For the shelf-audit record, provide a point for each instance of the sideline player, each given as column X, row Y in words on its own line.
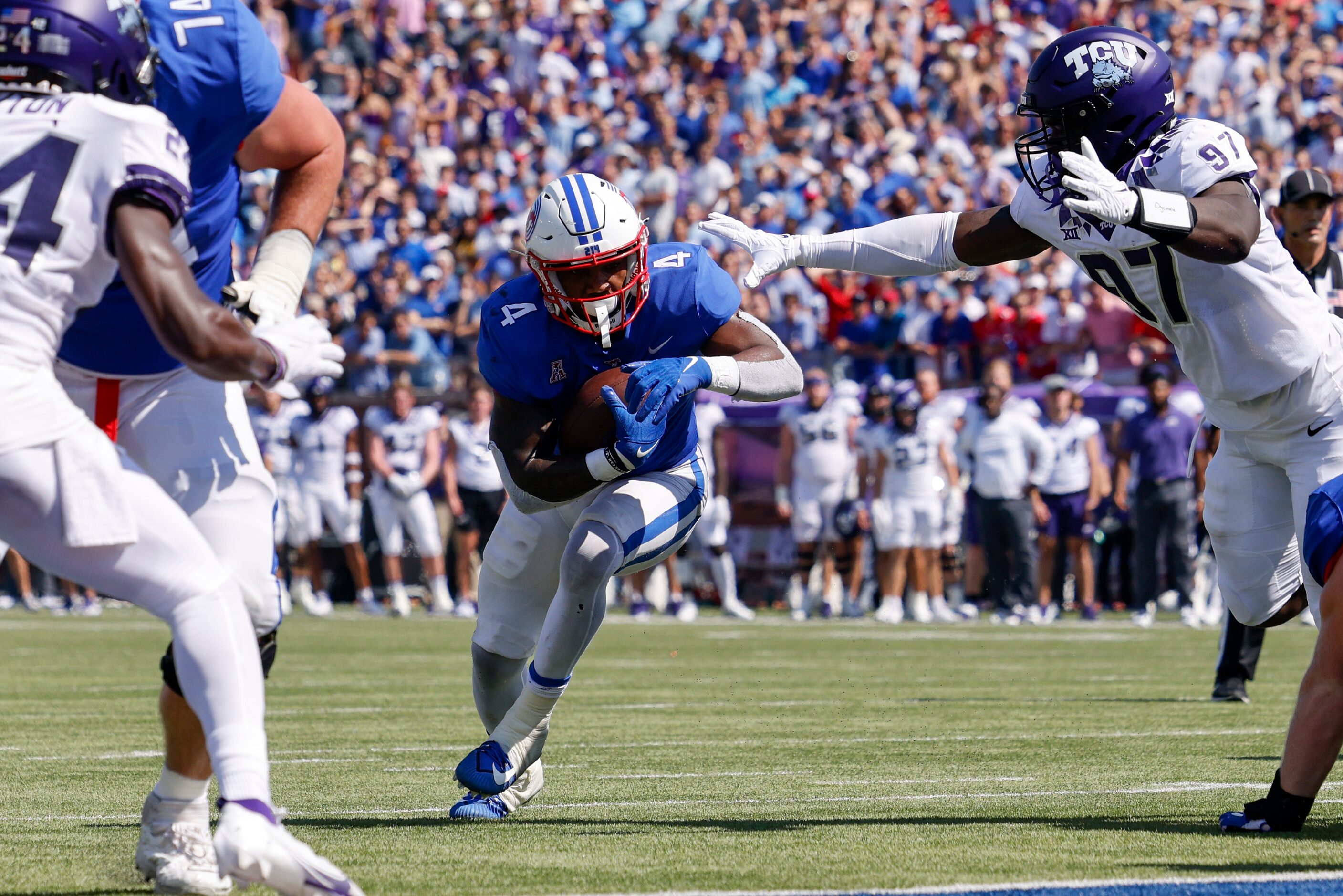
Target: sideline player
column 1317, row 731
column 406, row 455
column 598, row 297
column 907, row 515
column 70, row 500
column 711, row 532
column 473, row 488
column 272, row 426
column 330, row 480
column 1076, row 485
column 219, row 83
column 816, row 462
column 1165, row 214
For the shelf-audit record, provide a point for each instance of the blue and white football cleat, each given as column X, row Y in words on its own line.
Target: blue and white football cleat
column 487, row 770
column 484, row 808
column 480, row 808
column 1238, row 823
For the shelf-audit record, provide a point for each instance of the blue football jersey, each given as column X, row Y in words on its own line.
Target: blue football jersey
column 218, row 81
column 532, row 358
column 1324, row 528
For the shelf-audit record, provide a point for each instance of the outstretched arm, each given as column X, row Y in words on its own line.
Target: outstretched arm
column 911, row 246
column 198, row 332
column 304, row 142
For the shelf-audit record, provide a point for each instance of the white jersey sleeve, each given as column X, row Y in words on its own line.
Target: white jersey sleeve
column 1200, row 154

........

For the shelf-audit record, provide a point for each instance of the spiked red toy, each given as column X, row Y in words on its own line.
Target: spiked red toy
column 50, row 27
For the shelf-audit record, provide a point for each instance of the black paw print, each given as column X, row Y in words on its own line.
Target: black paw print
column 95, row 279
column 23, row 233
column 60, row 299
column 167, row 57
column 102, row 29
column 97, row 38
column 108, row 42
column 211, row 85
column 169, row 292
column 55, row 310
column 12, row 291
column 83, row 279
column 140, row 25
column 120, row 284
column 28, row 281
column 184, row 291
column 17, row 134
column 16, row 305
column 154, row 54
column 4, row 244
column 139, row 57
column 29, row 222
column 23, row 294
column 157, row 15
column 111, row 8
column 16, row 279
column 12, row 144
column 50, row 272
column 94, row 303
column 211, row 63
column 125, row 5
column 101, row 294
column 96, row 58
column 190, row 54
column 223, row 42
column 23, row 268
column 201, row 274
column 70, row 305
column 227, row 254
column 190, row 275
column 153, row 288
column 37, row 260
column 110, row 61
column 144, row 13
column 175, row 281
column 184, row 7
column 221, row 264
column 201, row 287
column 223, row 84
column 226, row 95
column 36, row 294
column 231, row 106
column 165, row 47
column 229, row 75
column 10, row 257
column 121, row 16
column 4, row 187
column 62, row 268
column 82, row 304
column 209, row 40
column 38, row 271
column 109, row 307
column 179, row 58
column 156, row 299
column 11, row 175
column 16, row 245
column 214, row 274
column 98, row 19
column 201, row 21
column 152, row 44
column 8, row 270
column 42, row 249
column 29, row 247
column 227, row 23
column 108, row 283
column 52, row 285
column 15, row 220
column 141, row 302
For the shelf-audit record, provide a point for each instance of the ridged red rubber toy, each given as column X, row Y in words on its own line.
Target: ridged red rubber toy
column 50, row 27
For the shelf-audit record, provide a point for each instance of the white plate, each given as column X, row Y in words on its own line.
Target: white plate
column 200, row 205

........

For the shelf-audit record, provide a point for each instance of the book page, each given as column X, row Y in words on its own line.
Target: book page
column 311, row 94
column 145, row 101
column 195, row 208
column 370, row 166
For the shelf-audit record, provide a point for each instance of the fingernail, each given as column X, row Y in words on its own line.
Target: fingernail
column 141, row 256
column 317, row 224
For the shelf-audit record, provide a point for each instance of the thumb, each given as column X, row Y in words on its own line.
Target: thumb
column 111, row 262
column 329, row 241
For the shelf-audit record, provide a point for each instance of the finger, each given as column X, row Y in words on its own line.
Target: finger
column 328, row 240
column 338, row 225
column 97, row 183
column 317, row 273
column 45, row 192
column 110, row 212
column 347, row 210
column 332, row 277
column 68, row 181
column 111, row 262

........

### Work to complete:
Starting at the line above that contains "of the ridged", repeat each line exactly up to and including the line that contains "white plate, each", and stop there.

### Output for this exercise:
For the shelf-audit record, provide a point for each instance of the ridged red rubber toy, each given as column X, row Y in words on its own line.
Target: ridged red rubber toy
column 50, row 27
For the shelf-audit record, provide a point for each instance of the white plate, each given as column X, row Y in words on its own line.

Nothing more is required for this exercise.